● REQUIRED WORK
Quote the whole listing exactly. Leave the pictures out of your copy.

Object point labels
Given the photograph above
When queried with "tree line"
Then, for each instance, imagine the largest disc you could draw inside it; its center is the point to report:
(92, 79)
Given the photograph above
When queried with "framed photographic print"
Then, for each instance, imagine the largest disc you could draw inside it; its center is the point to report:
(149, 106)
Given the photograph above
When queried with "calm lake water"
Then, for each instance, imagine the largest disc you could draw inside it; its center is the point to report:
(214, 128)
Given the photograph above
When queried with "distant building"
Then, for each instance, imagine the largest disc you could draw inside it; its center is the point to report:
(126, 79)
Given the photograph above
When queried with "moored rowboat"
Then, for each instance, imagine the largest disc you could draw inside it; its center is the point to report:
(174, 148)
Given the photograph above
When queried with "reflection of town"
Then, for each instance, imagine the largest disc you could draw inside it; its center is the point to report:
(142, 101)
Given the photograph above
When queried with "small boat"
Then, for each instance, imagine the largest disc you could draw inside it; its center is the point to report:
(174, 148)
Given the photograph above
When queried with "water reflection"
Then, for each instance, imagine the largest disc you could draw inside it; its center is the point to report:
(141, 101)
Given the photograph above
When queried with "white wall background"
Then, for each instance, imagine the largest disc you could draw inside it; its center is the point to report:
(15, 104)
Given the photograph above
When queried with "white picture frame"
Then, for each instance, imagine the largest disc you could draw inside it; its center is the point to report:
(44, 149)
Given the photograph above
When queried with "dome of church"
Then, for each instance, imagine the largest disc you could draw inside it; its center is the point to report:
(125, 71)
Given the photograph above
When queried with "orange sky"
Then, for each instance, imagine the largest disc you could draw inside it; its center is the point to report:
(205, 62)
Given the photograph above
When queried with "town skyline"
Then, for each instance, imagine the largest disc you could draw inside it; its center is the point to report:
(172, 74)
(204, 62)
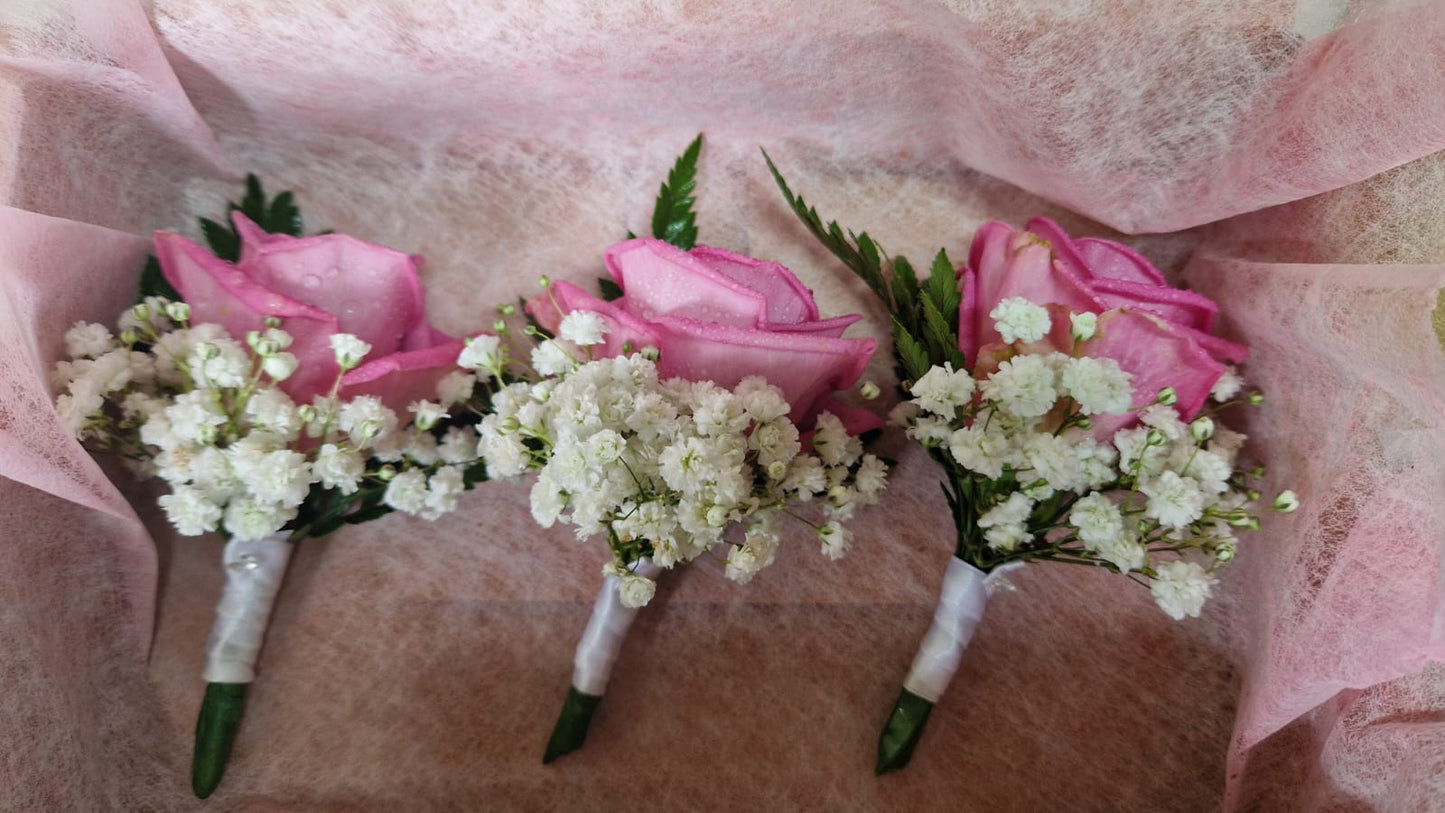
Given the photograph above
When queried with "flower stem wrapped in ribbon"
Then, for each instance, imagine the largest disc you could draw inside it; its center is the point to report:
(281, 396)
(1064, 387)
(688, 413)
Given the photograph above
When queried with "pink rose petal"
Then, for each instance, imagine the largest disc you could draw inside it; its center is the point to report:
(1117, 262)
(662, 279)
(1176, 305)
(221, 293)
(373, 290)
(786, 299)
(403, 377)
(623, 328)
(805, 367)
(1158, 355)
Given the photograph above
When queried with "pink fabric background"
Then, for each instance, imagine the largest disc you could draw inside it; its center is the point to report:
(1282, 156)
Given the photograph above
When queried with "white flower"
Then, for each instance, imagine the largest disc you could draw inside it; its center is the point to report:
(1097, 519)
(1227, 386)
(1098, 386)
(458, 445)
(833, 442)
(337, 468)
(455, 387)
(249, 520)
(190, 511)
(350, 350)
(835, 539)
(1181, 588)
(194, 416)
(87, 340)
(942, 389)
(1054, 458)
(1019, 319)
(281, 477)
(981, 451)
(406, 491)
(872, 478)
(1023, 386)
(762, 400)
(442, 491)
(481, 353)
(546, 500)
(1175, 501)
(1165, 420)
(426, 413)
(583, 327)
(636, 591)
(551, 358)
(273, 410)
(279, 366)
(220, 363)
(366, 420)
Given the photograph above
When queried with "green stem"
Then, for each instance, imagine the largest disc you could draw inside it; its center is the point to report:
(902, 732)
(216, 729)
(570, 731)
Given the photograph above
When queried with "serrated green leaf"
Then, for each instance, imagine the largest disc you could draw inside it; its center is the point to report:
(609, 289)
(942, 286)
(153, 282)
(911, 354)
(672, 218)
(941, 337)
(223, 240)
(283, 217)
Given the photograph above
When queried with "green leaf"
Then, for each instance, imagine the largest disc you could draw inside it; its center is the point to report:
(216, 729)
(223, 240)
(155, 283)
(911, 354)
(609, 288)
(672, 218)
(902, 732)
(941, 337)
(283, 217)
(571, 727)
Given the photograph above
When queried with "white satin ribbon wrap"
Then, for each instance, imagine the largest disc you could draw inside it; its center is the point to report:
(603, 638)
(960, 608)
(253, 575)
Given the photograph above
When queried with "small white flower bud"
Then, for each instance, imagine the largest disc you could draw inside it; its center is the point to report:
(279, 367)
(717, 516)
(178, 311)
(1201, 428)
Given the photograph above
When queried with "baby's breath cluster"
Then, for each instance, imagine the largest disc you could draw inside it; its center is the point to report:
(663, 470)
(205, 412)
(1159, 500)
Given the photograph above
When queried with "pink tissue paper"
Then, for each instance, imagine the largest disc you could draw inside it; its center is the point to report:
(1282, 158)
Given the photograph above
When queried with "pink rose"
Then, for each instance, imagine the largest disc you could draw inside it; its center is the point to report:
(1156, 332)
(320, 286)
(721, 316)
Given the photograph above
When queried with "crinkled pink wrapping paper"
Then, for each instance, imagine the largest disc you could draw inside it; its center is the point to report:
(418, 666)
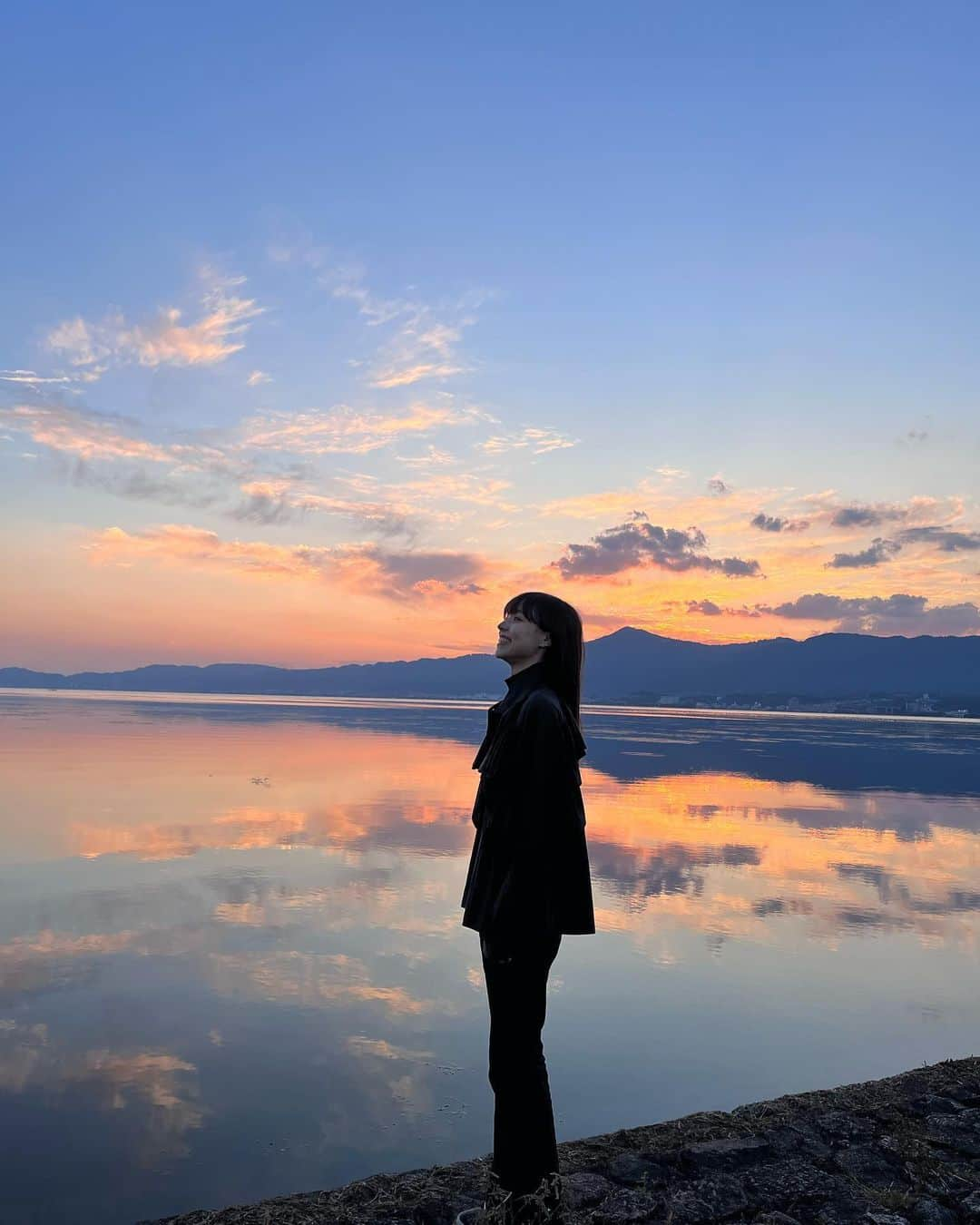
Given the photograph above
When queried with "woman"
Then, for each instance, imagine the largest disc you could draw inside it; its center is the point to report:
(528, 884)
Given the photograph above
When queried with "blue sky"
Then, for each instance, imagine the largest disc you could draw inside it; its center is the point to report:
(720, 260)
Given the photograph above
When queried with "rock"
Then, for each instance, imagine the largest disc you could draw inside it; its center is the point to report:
(783, 1182)
(928, 1211)
(868, 1164)
(959, 1132)
(630, 1169)
(584, 1189)
(931, 1104)
(797, 1138)
(436, 1210)
(623, 1207)
(707, 1200)
(842, 1126)
(735, 1153)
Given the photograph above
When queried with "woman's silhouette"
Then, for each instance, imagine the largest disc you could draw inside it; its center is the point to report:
(528, 884)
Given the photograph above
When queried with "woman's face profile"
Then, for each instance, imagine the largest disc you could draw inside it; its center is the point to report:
(520, 639)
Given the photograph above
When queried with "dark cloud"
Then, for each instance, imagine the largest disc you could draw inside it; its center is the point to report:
(867, 516)
(708, 608)
(135, 483)
(774, 524)
(899, 612)
(637, 543)
(946, 539)
(877, 552)
(408, 574)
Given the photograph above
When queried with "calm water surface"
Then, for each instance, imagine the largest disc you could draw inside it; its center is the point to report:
(231, 965)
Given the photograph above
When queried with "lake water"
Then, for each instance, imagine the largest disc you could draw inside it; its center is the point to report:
(231, 963)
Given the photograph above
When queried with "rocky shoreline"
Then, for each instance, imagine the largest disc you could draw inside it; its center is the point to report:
(903, 1149)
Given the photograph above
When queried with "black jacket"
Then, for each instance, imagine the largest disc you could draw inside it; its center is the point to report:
(529, 867)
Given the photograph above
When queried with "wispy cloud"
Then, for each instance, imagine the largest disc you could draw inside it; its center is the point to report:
(899, 612)
(639, 543)
(86, 434)
(165, 339)
(777, 524)
(878, 552)
(345, 429)
(422, 340)
(30, 377)
(708, 608)
(942, 539)
(367, 567)
(533, 438)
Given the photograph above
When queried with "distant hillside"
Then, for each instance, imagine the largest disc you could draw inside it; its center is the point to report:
(629, 665)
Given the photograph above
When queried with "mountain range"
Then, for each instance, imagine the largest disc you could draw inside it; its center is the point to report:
(627, 667)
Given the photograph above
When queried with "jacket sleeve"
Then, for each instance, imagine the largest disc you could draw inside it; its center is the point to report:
(548, 770)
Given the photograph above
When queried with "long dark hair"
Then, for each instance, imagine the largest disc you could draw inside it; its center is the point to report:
(564, 658)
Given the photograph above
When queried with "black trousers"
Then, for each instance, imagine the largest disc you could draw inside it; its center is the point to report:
(516, 973)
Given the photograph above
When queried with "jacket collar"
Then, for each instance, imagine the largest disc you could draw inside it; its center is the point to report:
(524, 681)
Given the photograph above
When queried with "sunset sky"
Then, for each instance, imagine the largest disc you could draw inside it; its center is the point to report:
(328, 328)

● TASK ANSWER
Given the photograph above
When queried with "tree line"
Then, for each instance, imagine the largest disc you could draw inside it; its center is the point to report:
(92, 79)
Given the photograph above
When queried with "framed photographic print"
Then, for each instance, imagine the largest disc you could draw inside it; its center is the point to report:
(149, 106)
Given the photograph above
When queried with "calm lake water"
Then, for each instance, imagine the largest disc you could draw inside it; its center is the point to report:
(214, 128)
Given the photograph above
When queried with "distant building"
Then, for each instance, imagine the largest disc you could draw inside it; its center is the point to report:
(126, 79)
Given the photograph above
When queried with "moored rowboat"
Then, for each instance, imagine the largest disc you could draw inside it; its center is the point to report:
(174, 148)
Given the photograph above
When queried with "reflection of town"
Then, for each instance, imagine the largest disc you could draw inside it; its center is the point to report:
(142, 101)
Given the photograph above
When queried with "small boat"
Then, for each instance, imagine the largest disc you could draw inside it; its center is the point to report:
(174, 148)
Given the photograph above
When queried with "water reflection"
Then, for each instance, imagine the largest disc you could draw inside it; its center is the point to report:
(141, 101)
Given the photograph above
When queried with "white wall background"
Then, for each instance, imagine the largest disc you could draw inside it; its center is the point to report:
(15, 104)
Given the photograph above
When queried with "white picture frame"
Then, for each instance, imagine the largest disc you could draw inside it; its center is the point to report:
(44, 149)
Given the photograph above
When queried with "dome of church"
Then, for each instance, imagine the largest disc you could draw inside it; its center is the point to report:
(125, 71)
Given the photograph above
When queried with "orange sky"
Then, for each instance, imagine the largest disc you could draw inside it; its center is the point to report:
(205, 62)
Given the photograph above
When queried with "town skyline"
Then, for each instance, imagine the largest disc you could draw inside it; its center is the point to report:
(172, 74)
(204, 62)
Given the photograph above
When queried with "flower stem wrapped in ribbon"
Then, for each instance, imagine the largest disc you could draw inside it; its center is the point to report:
(281, 396)
(1064, 387)
(688, 413)
Given the photograph above
When queried with "pink rose petal"
Then, for each instance, imagine the largest disc you could draw inside it; its center is the point to report:
(1117, 262)
(662, 279)
(1176, 305)
(221, 293)
(373, 290)
(786, 299)
(403, 377)
(623, 328)
(805, 367)
(1158, 355)
Given the photograph above
When queried with "pink fabric background"
Then, for each instance, imagine the largest disc you could draw inside it; its center is the point to report:
(1282, 156)
Given the photograph above
When queried with "white flower"
Then, for each instance, imagine the largest disc you could draw inside it; its center is the point to report:
(1097, 519)
(1227, 386)
(1098, 386)
(458, 445)
(833, 442)
(337, 468)
(455, 387)
(249, 520)
(190, 511)
(350, 350)
(835, 539)
(1181, 588)
(194, 416)
(87, 340)
(942, 389)
(1054, 458)
(1019, 319)
(281, 477)
(981, 451)
(406, 491)
(872, 478)
(1023, 386)
(762, 400)
(442, 491)
(481, 353)
(546, 500)
(1175, 501)
(1165, 420)
(426, 413)
(583, 327)
(636, 591)
(551, 358)
(273, 410)
(279, 366)
(220, 363)
(366, 420)
Given the photograph above
When queried with "green stem"
Then, for each instance, imagine the largest disc you could draw inside it; its center is the point to report:
(902, 732)
(216, 729)
(570, 731)
Given the photograph above
When queried with "serrated green leaf"
Then, for each instance, imagine the largest disc you could draw inside it; its center is the point to report:
(609, 289)
(942, 286)
(153, 282)
(911, 354)
(672, 218)
(941, 337)
(223, 240)
(283, 217)
Given the photograph above
When queried with "green leaf"
Then, for each instance, imagine the largest disc you could draw inside it; its center is the point to report:
(216, 729)
(223, 240)
(155, 283)
(911, 354)
(609, 288)
(672, 218)
(902, 732)
(941, 337)
(283, 217)
(571, 727)
Given the photograph above
When queried with "white satin ribbon wrap"
Then, for each instance, imagine the largest disc you could draw inside it; its center is the point to report:
(603, 638)
(960, 608)
(253, 575)
Given the photograph above
When queried with "small white flower bud"
Then, for each instance, imagine the largest disc you could draw inside it; its center is the point to report:
(279, 367)
(717, 516)
(178, 311)
(1201, 428)
Given the photograph above
When queried with "baby's breath cluster"
Then, for each instance, imagine the largest disc you could draw inside it; its center is the point to report:
(663, 470)
(205, 412)
(1159, 500)
Given the photograph above
When queried with "pink tissue paper"
Then, for each instance, imagine the largest disc you could draw inside it; its center is the point to report:
(1282, 158)
Given the photograph above
When queried with "pink rose"
Then, for each instance, imagine the largest disc you could draw inside it; its center is the point to report:
(1156, 332)
(320, 286)
(721, 316)
Given the photograph above
When queried with "crinkled pink wrapping paper"
Then, for each instance, imagine the largest disc you could draw inside it; its center is the point to report:
(418, 666)
Given the photograph above
When queried with "woman"
Then, for each instance, imagine the largest disc you could draw inside it; its center is the point to report:
(528, 884)
Given the photograph above
When queried with "blue sky"
Then, for each instance, imagine the largest disc you could draw inside it; its center is the point to report:
(720, 260)
Given the photograph above
When queried with "rock"
Then, for each instance, imagine the largest disc you could draw inside it; its center is the point to report:
(783, 1182)
(928, 1211)
(868, 1164)
(959, 1132)
(630, 1169)
(584, 1189)
(931, 1104)
(797, 1138)
(436, 1210)
(623, 1207)
(707, 1200)
(842, 1126)
(735, 1153)
Given the photograph above
When queried with "woman's silhouette"
Then, for each instance, imagine the largest disc you could draw inside it; its center is the point to report:
(528, 884)
Given the photograph above
When queried with "woman's face profile"
Then, for each instance, imagine the largest disc you could draw inside it; its center is the point to report:
(520, 639)
Given the photograph above
When queried with "dark cloud"
Then, for each instance, imagine the largest disc you could draw inside it; its center is the point to report:
(867, 516)
(708, 608)
(135, 483)
(774, 524)
(899, 612)
(637, 543)
(946, 539)
(877, 552)
(408, 574)
Given the photograph above
When queried with "calm water surface"
Then, for each instance, imagine the largest disc you could draw inside it; its center is the point to report:
(231, 965)
Given the photograph above
When queried with "lake water"
Then, for each instance, imagine the largest disc you could draw inside it; its center is the point to report:
(231, 963)
Given the photograph above
When queried with "rocky shoreline"
Then, for each instance, imagine the largest disc you could draw inside it; its center is the point to report:
(903, 1149)
Given the photograph above
When queried with "black jacket"
Then, for each instance, imagine the largest disc you could draw inside it; its center is the point to report:
(529, 867)
Given the photograph above
When queried with "wispy cloud"
Then, for each instance, imagine the largest disc you could draw inside it; its center is the point to report:
(899, 612)
(639, 543)
(86, 434)
(165, 339)
(777, 524)
(878, 552)
(345, 429)
(422, 340)
(30, 377)
(708, 608)
(942, 539)
(367, 567)
(533, 438)
Given the photograph above
When queried with "distant hillside"
Then, for each instance, imagine the largest disc you could draw inside it; its center is the point to report:
(629, 665)
Given the photograph above
When queried with "mountain range"
Then, for each instance, imagine the largest disc you could draw inside it; its center is the point to report:
(627, 667)
Given the photograph above
When queried with "jacket sleeve"
Then, for each instance, imagine the largest disc you could draw inside it; its center is the point to report:
(548, 770)
Given the photograph above
When queried with "long dark hair"
Then, for each instance, imagine the largest disc you could draw inside it; its center is the point to report:
(564, 658)
Given the photograph above
When queried with "black trousers"
Then, for each instance, imagine the largest disc you could draw inside it; its center is the point to report:
(516, 973)
Given the photograph above
When queried with "jacket collar"
Then, for each instance, imagine the largest disc you could draw inside it; its center is the point to report:
(524, 681)
Given the photograph above
When queried with "sunset sky"
Then, for each instance, imagine the largest disc you could draw inside it; its center is the point to report:
(328, 328)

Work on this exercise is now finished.